**Task requirements**
Below, find the line containing "negative clicks: (178, 345) (176, 387)" and the line containing "positive clicks: (405, 547)"; reproduce exactly those two and every line between them, omitting pictures.

##############################

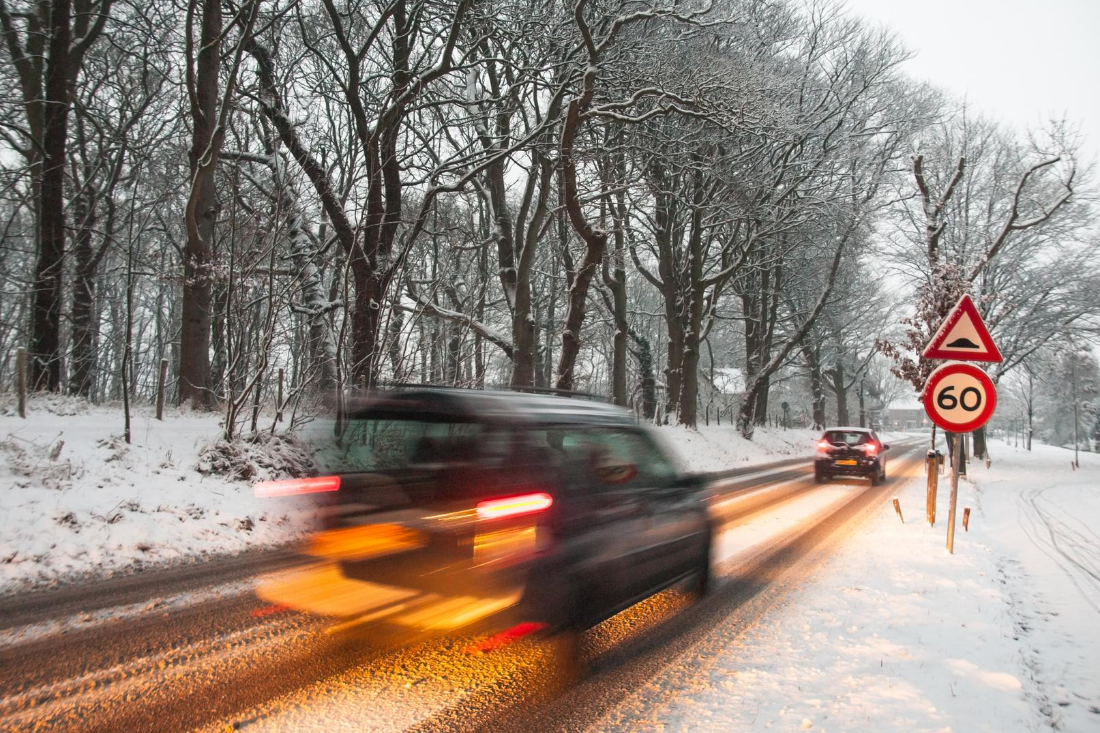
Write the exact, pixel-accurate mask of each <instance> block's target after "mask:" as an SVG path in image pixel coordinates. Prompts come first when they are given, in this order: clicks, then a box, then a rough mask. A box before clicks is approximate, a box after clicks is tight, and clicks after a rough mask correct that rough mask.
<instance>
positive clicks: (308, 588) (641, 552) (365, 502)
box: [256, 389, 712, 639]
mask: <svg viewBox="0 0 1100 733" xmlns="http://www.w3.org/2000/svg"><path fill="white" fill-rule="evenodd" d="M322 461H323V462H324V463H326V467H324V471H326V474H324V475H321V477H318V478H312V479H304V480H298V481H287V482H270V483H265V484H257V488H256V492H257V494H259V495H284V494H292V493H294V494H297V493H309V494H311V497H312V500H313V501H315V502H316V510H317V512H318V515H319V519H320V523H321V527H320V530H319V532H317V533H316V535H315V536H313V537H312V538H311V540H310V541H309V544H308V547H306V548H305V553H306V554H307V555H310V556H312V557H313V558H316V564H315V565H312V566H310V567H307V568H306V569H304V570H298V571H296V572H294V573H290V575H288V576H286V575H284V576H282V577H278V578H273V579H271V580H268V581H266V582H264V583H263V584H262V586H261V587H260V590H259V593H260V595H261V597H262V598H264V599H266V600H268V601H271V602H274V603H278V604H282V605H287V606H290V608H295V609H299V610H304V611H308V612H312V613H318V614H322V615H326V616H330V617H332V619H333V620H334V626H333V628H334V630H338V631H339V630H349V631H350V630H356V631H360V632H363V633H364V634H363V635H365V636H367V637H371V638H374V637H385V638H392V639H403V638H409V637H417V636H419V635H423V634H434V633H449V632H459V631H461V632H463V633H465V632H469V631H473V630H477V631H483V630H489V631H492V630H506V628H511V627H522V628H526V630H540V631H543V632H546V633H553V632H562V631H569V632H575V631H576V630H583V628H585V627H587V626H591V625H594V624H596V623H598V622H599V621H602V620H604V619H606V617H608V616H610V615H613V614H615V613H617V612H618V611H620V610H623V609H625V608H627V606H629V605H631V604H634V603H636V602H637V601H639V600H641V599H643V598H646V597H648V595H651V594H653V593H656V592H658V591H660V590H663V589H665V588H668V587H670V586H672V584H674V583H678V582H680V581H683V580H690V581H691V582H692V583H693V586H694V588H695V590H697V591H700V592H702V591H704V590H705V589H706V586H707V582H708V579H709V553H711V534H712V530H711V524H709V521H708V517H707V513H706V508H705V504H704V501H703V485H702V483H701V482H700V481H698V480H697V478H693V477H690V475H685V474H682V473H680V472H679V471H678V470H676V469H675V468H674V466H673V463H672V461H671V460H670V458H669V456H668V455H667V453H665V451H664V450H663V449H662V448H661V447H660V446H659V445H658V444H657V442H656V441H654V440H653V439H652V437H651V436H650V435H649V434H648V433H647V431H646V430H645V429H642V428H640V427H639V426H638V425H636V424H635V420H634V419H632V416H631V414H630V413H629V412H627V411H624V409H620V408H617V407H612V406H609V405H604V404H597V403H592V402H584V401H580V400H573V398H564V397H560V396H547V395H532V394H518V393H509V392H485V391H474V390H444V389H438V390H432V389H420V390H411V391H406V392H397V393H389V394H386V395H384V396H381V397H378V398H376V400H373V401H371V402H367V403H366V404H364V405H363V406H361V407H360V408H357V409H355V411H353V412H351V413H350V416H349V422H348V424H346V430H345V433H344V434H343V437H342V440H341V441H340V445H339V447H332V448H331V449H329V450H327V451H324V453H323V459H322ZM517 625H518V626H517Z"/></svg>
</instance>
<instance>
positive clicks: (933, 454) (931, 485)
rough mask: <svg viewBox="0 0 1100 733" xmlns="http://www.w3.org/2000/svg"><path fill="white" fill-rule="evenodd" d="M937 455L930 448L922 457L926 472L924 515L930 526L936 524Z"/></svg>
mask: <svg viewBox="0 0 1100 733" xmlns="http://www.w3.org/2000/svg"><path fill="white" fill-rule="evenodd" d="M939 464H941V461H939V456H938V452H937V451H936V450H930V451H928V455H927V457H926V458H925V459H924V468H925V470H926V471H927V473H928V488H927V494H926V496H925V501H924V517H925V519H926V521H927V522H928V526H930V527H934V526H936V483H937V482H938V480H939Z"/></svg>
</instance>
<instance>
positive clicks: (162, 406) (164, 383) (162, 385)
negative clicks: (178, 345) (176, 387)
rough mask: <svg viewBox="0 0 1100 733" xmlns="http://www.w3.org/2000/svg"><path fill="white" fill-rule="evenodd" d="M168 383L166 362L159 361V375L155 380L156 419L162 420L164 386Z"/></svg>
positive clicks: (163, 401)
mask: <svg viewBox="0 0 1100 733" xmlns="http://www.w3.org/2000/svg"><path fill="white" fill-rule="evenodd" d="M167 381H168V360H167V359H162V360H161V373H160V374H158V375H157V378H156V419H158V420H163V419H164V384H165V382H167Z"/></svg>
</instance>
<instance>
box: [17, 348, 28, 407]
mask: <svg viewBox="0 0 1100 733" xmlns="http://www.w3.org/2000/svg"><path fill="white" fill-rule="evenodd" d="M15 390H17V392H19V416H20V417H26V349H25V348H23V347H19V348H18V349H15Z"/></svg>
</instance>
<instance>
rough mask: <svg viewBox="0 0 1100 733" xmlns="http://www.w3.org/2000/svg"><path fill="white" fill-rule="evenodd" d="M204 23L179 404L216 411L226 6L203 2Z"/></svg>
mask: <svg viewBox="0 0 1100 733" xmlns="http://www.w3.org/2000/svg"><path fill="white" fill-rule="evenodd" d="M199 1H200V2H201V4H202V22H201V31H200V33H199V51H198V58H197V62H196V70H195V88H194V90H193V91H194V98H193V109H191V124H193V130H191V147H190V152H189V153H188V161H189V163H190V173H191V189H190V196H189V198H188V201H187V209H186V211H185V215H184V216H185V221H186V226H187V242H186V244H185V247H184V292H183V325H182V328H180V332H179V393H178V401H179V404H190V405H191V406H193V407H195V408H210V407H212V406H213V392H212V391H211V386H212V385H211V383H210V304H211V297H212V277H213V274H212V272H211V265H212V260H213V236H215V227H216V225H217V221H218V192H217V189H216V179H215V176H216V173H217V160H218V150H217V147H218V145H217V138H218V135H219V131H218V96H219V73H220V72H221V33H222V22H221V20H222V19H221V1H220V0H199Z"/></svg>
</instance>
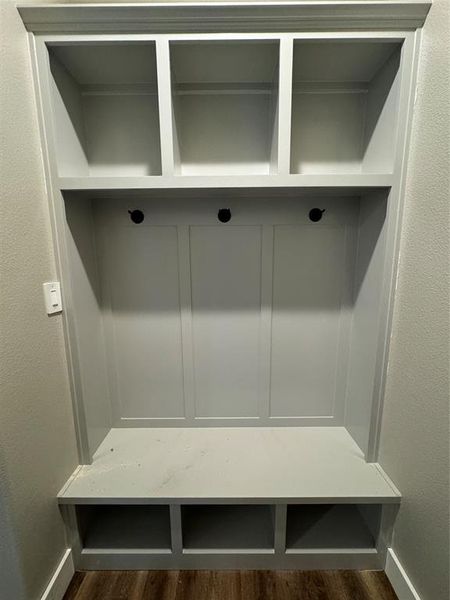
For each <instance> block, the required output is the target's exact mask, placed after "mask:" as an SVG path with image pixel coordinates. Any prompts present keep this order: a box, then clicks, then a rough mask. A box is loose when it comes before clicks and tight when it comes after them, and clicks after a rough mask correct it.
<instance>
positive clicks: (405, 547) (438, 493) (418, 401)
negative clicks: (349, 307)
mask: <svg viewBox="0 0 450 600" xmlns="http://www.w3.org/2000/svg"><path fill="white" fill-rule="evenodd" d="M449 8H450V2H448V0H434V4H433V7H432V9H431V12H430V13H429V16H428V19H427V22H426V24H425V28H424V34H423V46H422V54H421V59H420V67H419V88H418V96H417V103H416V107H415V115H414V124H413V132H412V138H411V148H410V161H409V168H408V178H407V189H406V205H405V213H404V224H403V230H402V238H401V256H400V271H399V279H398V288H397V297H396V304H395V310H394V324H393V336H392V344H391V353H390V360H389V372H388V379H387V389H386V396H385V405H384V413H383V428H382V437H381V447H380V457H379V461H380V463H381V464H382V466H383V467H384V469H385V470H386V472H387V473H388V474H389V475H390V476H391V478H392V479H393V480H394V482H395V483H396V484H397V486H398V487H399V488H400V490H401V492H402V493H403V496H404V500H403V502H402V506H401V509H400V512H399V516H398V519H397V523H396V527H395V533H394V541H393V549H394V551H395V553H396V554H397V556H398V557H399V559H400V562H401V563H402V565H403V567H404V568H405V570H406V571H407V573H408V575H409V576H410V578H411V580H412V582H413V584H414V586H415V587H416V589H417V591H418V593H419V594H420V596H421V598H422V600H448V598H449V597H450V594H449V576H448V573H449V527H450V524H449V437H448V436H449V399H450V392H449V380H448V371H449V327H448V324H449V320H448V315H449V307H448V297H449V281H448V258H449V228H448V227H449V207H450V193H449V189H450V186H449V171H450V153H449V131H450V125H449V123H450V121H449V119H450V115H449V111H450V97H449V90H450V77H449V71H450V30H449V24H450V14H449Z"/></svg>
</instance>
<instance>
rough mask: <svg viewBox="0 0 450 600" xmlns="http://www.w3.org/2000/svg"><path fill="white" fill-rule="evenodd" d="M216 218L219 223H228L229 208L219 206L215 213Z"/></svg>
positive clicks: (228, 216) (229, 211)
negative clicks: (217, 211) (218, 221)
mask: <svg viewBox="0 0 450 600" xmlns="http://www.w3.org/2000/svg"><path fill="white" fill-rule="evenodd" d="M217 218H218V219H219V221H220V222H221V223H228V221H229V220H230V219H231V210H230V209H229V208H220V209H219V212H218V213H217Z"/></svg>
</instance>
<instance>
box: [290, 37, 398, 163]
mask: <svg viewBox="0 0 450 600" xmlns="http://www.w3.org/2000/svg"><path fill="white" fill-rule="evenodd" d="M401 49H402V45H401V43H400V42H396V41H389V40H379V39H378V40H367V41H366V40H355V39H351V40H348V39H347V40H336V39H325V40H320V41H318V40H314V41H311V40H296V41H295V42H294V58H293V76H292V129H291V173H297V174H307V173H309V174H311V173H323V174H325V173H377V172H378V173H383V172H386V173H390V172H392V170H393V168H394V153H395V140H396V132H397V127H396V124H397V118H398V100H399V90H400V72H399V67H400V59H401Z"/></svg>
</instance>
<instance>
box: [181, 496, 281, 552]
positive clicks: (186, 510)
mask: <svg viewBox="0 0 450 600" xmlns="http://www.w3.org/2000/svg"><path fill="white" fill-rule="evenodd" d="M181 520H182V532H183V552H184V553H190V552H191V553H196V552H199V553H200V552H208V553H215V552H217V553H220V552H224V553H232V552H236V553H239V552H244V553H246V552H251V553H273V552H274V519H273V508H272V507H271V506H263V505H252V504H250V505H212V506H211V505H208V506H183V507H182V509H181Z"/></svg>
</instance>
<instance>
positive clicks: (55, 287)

##############################

**Response area**
negative clicks: (178, 345) (176, 387)
rough mask: <svg viewBox="0 0 1100 733" xmlns="http://www.w3.org/2000/svg"><path fill="white" fill-rule="evenodd" d="M168 383L166 362L159 361V375L155 380L156 419L162 420L164 386Z"/></svg>
positive clicks: (163, 401)
mask: <svg viewBox="0 0 1100 733" xmlns="http://www.w3.org/2000/svg"><path fill="white" fill-rule="evenodd" d="M167 381H168V360H167V359H162V360H161V373H160V374H158V375H157V378H156V419H158V420H163V419H164V384H165V382H167Z"/></svg>
</instance>
<instance>
box: [17, 348, 28, 407]
mask: <svg viewBox="0 0 1100 733" xmlns="http://www.w3.org/2000/svg"><path fill="white" fill-rule="evenodd" d="M15 390H17V392H19V416H20V417H26V349H25V348H23V347H19V348H18V349H15Z"/></svg>
</instance>
<instance>
rough mask: <svg viewBox="0 0 1100 733" xmlns="http://www.w3.org/2000/svg"><path fill="white" fill-rule="evenodd" d="M204 23L179 404L216 411L226 6L203 2Z"/></svg>
mask: <svg viewBox="0 0 1100 733" xmlns="http://www.w3.org/2000/svg"><path fill="white" fill-rule="evenodd" d="M199 1H200V2H201V4H202V22H201V31H200V33H199V51H198V58H197V62H196V70H195V88H194V90H193V91H194V98H193V109H191V124H193V130H191V147H190V152H189V153H188V161H189V163H190V173H191V189H190V196H189V198H188V201H187V209H186V211H185V215H184V216H185V221H186V226H187V242H186V244H185V247H184V292H183V325H182V328H180V332H179V393H178V401H179V404H190V405H191V406H193V407H195V408H210V407H212V406H213V392H212V391H211V386H212V385H211V383H210V304H211V297H212V277H213V274H212V272H211V265H212V260H213V236H215V227H216V225H217V221H218V192H217V189H216V179H215V176H216V173H217V160H218V150H217V147H218V145H217V138H218V135H219V131H218V96H219V73H220V72H221V33H222V22H221V20H222V19H221V1H220V0H199Z"/></svg>
</instance>
For each <instance> block, the required output is the target's exact mask, placed after "mask:" as an SVG path with image pixel coordinates. Any prompts present keep this order: a box, then clicks, then a rough mask. A box is loose when it comes before clicks and tight when it comes after them, and clicks after a rough mask correct it.
<instance>
positive clicks: (405, 547) (438, 493) (418, 401)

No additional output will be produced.